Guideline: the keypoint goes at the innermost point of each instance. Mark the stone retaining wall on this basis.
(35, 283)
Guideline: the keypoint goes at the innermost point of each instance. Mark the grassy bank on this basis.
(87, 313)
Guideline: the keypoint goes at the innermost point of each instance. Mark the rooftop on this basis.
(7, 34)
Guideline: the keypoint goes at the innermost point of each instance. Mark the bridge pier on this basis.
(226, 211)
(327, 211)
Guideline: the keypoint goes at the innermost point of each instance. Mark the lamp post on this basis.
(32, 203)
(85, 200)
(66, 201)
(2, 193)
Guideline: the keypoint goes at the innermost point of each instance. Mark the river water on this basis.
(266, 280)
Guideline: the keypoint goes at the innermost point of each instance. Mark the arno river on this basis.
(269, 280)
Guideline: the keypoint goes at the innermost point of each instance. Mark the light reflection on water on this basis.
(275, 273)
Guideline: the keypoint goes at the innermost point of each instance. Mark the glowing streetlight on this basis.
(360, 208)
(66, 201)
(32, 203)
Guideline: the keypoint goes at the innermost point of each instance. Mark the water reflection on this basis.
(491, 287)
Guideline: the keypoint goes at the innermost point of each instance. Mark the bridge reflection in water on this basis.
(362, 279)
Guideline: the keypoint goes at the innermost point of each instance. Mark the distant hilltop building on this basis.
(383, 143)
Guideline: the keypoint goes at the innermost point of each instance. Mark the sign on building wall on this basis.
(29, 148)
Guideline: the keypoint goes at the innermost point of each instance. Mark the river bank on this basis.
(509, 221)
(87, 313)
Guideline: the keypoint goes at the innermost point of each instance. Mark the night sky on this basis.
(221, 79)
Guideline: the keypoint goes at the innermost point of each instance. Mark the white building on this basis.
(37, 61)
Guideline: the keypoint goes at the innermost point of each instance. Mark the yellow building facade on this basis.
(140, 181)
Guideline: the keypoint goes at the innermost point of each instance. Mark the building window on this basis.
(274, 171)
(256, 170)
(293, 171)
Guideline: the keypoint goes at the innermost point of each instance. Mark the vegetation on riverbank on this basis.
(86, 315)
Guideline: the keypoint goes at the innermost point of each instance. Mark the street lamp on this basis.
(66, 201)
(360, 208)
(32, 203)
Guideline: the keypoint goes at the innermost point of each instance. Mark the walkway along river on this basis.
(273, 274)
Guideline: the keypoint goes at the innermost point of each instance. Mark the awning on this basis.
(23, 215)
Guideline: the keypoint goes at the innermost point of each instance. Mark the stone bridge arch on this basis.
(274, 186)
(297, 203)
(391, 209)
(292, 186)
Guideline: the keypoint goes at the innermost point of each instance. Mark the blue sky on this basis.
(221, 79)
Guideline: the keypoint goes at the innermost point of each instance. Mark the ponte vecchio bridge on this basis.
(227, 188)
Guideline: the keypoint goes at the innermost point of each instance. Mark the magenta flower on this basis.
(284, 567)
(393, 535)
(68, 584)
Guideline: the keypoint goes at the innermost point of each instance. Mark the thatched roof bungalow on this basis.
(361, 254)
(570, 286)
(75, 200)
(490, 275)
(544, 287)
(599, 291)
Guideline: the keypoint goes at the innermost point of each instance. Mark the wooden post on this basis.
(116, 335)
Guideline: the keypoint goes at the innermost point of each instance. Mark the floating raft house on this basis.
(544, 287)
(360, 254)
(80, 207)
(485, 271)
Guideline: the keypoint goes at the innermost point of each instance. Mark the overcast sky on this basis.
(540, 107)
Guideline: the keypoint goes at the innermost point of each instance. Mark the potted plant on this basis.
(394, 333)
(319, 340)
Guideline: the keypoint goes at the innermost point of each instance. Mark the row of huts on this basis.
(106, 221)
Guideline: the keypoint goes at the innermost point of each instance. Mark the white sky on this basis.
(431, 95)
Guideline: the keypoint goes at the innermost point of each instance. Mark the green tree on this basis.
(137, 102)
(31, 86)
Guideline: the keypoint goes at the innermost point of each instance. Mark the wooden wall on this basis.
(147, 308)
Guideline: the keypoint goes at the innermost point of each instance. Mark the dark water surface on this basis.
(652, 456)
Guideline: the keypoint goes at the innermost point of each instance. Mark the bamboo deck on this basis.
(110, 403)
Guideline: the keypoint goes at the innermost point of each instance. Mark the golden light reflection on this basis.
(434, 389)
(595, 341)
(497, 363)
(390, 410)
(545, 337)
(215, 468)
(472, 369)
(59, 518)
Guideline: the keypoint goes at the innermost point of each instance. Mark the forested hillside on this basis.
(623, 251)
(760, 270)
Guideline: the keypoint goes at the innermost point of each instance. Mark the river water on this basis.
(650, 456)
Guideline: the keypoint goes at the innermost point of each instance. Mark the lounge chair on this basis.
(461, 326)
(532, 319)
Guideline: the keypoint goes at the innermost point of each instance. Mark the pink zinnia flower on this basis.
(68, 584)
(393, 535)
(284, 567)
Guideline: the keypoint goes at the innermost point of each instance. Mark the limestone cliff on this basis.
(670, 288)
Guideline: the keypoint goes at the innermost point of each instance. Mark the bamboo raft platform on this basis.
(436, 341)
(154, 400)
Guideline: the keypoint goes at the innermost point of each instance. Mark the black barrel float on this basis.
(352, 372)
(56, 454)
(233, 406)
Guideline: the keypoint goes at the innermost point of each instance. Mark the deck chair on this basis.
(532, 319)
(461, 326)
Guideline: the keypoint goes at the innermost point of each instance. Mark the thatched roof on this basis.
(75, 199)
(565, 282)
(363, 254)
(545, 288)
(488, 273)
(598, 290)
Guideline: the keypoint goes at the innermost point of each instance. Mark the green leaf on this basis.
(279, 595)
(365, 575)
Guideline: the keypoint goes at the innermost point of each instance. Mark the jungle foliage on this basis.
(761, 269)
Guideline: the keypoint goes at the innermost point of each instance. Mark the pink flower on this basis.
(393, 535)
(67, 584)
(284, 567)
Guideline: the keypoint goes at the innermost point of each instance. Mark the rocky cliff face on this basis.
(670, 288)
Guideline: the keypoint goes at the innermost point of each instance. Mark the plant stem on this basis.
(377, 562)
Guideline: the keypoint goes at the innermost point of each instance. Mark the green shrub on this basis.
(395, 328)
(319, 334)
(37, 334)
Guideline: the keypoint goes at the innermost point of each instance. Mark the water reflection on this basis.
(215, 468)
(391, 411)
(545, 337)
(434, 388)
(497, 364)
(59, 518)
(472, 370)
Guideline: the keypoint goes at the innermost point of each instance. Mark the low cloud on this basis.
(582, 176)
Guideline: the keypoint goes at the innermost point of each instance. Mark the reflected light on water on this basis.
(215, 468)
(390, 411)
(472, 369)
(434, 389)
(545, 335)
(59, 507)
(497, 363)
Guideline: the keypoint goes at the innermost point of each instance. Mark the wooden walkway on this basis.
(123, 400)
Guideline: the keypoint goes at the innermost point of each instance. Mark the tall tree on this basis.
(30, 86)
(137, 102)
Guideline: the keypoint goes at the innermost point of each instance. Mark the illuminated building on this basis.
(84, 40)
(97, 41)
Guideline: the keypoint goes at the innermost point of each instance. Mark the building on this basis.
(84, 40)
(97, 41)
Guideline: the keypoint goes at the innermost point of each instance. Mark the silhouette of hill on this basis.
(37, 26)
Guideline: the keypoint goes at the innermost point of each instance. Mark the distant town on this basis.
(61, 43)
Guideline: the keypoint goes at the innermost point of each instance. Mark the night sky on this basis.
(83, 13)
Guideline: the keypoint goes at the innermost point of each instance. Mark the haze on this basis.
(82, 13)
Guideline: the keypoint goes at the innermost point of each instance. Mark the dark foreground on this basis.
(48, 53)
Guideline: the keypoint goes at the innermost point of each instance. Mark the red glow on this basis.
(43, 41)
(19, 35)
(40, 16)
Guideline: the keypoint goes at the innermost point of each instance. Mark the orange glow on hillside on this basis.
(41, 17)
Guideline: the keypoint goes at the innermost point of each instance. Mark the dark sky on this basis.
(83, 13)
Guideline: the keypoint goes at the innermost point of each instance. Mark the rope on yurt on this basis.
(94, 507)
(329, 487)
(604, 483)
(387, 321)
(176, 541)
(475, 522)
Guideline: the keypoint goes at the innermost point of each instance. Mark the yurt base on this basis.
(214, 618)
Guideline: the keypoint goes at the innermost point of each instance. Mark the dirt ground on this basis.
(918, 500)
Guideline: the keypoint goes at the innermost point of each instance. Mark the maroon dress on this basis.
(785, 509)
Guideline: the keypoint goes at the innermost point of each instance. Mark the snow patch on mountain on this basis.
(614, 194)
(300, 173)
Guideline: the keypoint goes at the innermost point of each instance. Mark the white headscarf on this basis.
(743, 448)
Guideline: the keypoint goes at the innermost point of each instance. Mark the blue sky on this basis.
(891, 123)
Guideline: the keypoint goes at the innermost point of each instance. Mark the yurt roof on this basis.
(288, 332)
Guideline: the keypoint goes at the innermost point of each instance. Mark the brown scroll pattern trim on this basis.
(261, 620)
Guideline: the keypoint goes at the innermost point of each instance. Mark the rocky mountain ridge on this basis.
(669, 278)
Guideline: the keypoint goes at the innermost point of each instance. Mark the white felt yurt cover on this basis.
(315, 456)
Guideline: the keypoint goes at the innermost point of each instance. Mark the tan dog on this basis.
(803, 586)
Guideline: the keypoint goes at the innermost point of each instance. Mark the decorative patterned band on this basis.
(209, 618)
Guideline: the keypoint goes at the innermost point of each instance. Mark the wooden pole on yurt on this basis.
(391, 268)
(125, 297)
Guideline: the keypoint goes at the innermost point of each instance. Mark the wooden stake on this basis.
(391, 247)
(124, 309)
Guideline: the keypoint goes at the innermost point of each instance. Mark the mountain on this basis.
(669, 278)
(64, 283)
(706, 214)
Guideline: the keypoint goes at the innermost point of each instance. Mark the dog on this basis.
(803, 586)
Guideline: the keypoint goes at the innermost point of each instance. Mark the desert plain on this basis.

TASK BRIEF: Give exactly the lines from the one with "band on this basis." to the end of the entries, nothing before them.

ANSWER TO THIS EXERCISE:
Guideline: the keypoint goes at the innermost point of each instance. Mark the decorative patterned band on this basis.
(209, 618)
Guideline: the keypoint goes at the innermost point of each instance. Mark the wooden pole on yurt on this basis.
(391, 268)
(125, 297)
Guideline: the keypoint goes at the innermost point of each instance. Mark the wooden stake on this basis.
(391, 247)
(124, 309)
Guideline: the keypoint goes at the innermost point of each instance. Mark the mountain on this basis.
(669, 278)
(64, 283)
(706, 214)
Guideline: the keypoint goes at the innermost point of each instance. Mark the dog on this basis.
(803, 586)
Guideline: the keypoint goes at the innermost point of each instance. Mark the desert plain on this basis.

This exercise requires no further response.